> **Rows from a dataset for labeling boxes**:
** begin **

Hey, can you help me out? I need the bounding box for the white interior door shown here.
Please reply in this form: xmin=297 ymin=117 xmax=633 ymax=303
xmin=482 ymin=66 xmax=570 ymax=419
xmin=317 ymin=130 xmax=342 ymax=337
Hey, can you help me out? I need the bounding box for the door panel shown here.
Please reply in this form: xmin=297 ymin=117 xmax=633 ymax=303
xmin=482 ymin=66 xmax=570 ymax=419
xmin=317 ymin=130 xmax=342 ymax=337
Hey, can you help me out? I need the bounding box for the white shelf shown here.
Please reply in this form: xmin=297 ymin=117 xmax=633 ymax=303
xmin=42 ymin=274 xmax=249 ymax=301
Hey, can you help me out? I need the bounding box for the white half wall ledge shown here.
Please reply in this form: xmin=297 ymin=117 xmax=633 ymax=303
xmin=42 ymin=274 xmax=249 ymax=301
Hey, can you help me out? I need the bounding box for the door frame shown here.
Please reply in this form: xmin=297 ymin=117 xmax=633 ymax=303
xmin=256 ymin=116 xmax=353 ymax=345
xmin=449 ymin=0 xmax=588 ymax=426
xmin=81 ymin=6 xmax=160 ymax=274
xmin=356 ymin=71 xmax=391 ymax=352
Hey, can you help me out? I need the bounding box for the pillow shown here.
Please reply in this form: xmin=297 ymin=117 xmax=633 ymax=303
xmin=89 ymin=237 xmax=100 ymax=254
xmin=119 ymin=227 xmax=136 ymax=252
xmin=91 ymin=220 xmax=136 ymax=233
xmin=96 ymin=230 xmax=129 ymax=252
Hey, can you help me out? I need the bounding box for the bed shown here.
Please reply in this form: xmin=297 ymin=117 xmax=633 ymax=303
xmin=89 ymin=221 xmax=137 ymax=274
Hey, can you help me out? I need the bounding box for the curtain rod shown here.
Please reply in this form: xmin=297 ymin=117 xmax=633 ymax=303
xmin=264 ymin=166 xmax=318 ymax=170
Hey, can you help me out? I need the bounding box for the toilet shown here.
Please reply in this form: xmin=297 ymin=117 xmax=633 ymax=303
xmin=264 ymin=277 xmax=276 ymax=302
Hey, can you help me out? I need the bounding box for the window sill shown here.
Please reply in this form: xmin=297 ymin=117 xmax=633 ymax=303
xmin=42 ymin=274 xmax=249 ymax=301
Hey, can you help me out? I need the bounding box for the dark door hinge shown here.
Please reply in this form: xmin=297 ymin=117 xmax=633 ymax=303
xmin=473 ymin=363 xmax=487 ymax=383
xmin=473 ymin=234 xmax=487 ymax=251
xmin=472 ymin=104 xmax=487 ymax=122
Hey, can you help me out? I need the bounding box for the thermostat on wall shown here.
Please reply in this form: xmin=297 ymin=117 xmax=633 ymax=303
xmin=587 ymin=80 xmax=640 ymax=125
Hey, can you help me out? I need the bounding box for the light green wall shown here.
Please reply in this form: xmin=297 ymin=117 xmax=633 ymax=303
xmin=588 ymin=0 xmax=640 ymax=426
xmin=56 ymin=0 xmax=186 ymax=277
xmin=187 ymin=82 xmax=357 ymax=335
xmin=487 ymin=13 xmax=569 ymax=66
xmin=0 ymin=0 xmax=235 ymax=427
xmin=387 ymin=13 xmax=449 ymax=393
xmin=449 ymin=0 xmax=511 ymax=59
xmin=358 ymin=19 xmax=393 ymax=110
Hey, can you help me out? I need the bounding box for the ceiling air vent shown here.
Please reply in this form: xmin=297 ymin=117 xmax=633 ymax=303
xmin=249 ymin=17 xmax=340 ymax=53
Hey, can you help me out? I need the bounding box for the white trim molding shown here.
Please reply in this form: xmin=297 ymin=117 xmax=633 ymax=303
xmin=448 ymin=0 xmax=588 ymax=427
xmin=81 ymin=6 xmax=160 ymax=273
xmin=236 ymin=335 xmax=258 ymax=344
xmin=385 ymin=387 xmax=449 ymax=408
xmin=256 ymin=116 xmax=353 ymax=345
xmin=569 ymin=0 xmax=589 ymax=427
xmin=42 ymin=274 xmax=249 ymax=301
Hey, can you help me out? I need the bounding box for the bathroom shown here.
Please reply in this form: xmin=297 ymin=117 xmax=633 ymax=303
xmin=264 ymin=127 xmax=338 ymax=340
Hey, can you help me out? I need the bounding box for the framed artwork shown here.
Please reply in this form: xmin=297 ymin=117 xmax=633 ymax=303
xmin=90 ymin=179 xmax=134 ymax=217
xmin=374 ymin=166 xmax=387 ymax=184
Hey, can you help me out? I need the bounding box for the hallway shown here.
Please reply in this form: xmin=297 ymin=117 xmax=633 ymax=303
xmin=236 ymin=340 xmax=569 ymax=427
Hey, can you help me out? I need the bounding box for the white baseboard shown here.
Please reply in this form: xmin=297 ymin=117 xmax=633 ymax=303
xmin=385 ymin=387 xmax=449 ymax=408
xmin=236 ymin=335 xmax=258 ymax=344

** end **

> **Directive**: Reproduce verbatim every line of the records from the line containing "vent shown here." through the end of the records, including both of those lines.

> **Response to this task**:
Hey, can you help me out? I need the bounding box for the ceiling air vent shown here.
Please reply in this form: xmin=297 ymin=117 xmax=633 ymax=303
xmin=249 ymin=17 xmax=340 ymax=53
Hey, can you help me out? I need the bounding box for the white trim molding shown here.
Please reply in this form: xmin=297 ymin=117 xmax=633 ymax=303
xmin=448 ymin=0 xmax=588 ymax=427
xmin=81 ymin=6 xmax=160 ymax=273
xmin=236 ymin=335 xmax=258 ymax=344
xmin=385 ymin=387 xmax=449 ymax=408
xmin=256 ymin=116 xmax=353 ymax=345
xmin=569 ymin=0 xmax=589 ymax=427
xmin=42 ymin=274 xmax=249 ymax=301
Hey, can you help me out? I need the bounding box for the bathroom shown here.
Please reply in this form: xmin=297 ymin=117 xmax=633 ymax=303
xmin=264 ymin=127 xmax=338 ymax=340
Hey, can you help me out? I need the bounding box for the framed artwork shown here.
Please reply in this form: xmin=297 ymin=117 xmax=633 ymax=303
xmin=90 ymin=179 xmax=134 ymax=217
xmin=374 ymin=166 xmax=387 ymax=184
Hey, can you help me out? I need the bounding box for the hallway shown here.
Please reply in this form: xmin=297 ymin=117 xmax=633 ymax=303
xmin=236 ymin=340 xmax=569 ymax=427
Hey, can you help me out? I need the bounding box for the white baseboard shown here.
Please reply in this form: xmin=297 ymin=117 xmax=633 ymax=303
xmin=385 ymin=387 xmax=449 ymax=408
xmin=236 ymin=335 xmax=258 ymax=344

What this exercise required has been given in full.